Image object location entries:
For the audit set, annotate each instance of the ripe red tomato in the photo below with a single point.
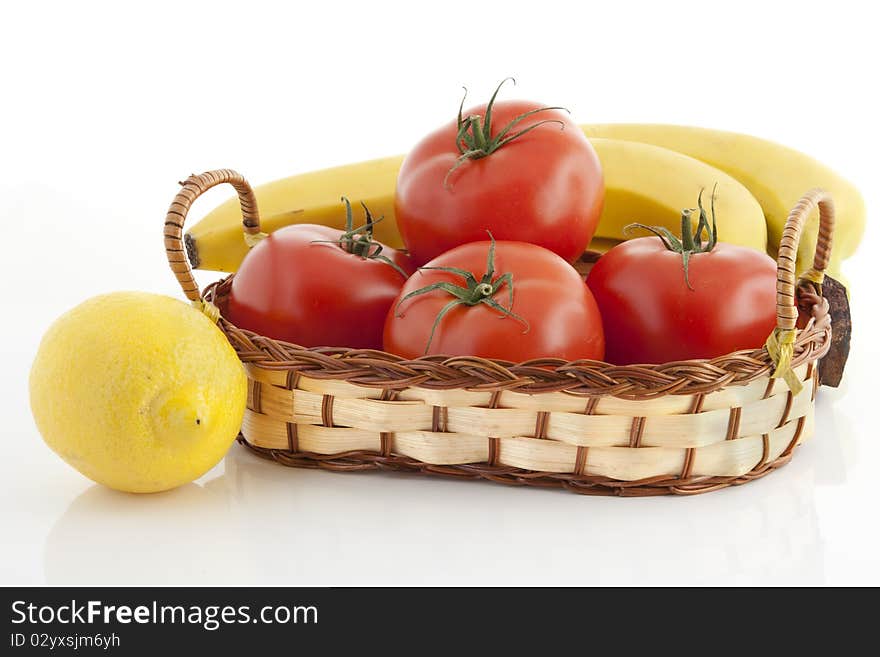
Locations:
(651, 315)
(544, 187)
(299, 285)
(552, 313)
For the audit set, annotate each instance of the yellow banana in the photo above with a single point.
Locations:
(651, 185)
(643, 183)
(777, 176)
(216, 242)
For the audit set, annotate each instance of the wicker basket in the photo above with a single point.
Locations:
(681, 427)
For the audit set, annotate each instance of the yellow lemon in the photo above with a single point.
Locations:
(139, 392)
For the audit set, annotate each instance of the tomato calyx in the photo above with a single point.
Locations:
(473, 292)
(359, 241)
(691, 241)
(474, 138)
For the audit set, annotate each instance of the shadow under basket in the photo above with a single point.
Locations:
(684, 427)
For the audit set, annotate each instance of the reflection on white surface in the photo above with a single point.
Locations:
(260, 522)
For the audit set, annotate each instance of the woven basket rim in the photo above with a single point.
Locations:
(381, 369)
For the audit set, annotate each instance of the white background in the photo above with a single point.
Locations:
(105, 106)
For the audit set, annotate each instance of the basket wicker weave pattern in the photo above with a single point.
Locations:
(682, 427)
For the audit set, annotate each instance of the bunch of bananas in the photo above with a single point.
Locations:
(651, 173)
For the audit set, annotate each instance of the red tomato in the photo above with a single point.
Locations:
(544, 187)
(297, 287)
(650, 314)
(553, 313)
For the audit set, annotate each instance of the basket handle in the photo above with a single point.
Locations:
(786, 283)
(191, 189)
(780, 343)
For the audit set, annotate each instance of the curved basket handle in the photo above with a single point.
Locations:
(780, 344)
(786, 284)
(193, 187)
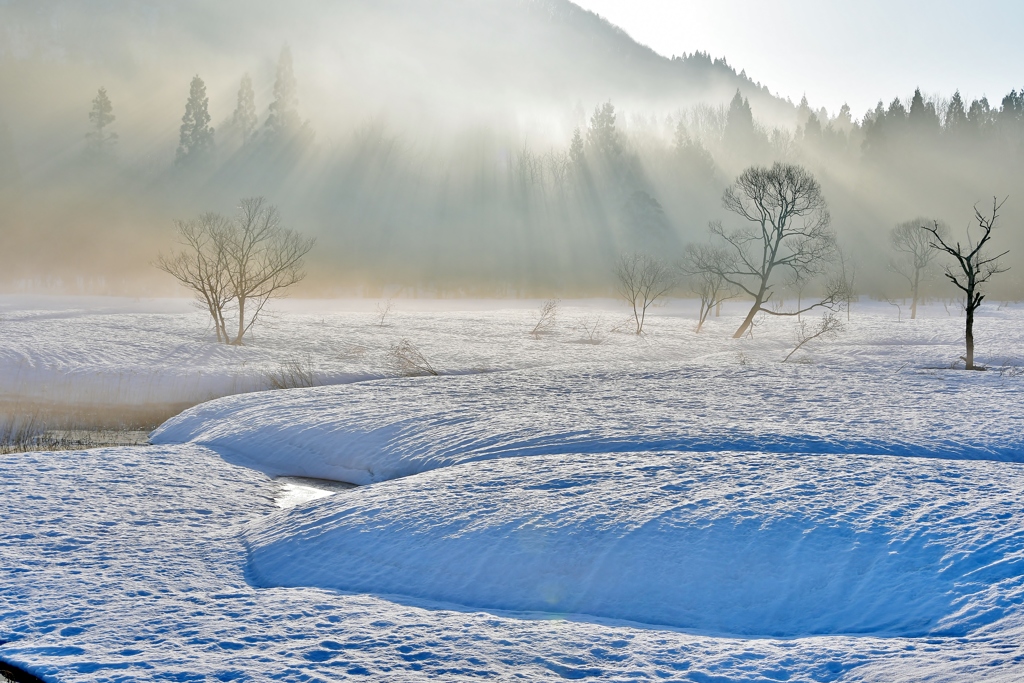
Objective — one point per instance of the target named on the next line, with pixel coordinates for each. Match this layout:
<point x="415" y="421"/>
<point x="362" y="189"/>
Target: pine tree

__Prompt__. Write out every entry above word for word, leaving out the pictures.

__Solution below__.
For the audit set, annotate each instance of the ripe red tomato in the photo below with a single point.
Locations:
(651, 315)
(544, 187)
(299, 285)
(552, 313)
For the audit set, annotate each instance of the yellow banana in the photo above with a single point.
Locations:
(651, 185)
(643, 183)
(777, 176)
(216, 242)
For the audit set, annotate each instance of the wicker basket in the photo above with a single point.
Locations:
(681, 427)
For the audit set, annotate each instance of the yellow lemon in the photo above with a single point.
Locations:
(139, 392)
For the audit set, annotate each instance of the tomato calyx in the photo above with a single point.
Locations:
(473, 292)
(359, 241)
(691, 241)
(474, 138)
For the audit set, annotate each instance of the shadow under basket in the photo above with a single point.
Locations:
(684, 427)
For the audit set, annotate each instance of the reflection on white surface in the photo above with a single point.
Locations:
(260, 522)
For the audit set, annotate each instance of the woven basket rim in the photo above with a single point.
Locations:
(381, 369)
For the audit set, annotate each instance of the white background in the photo above with a single point.
Locations:
(105, 106)
For the audit set, annotate each instance of the basket wicker weave pattern in the photo above with a single point.
Locations:
(682, 427)
For the audit set, annotate each instance of the bunch of bananas in the photo above with a single point.
Locations:
(651, 173)
For the audit set, annotate each instance of the red tomato in the photo above with a single point.
Locations:
(544, 187)
(297, 287)
(650, 314)
(553, 313)
For the audit set, annotate each instance of the basket handle in the photo above with a single point.
Locations:
(786, 283)
(191, 189)
(780, 343)
For the audit set, annotate each instance of the curved basket handle in the photo above with a single point.
Locations:
(780, 344)
(786, 284)
(193, 187)
Objective — one point per instance of the target named on the next line, with pixel coordinates for each. Match this layout:
<point x="415" y="421"/>
<point x="362" y="189"/>
Target: pine tree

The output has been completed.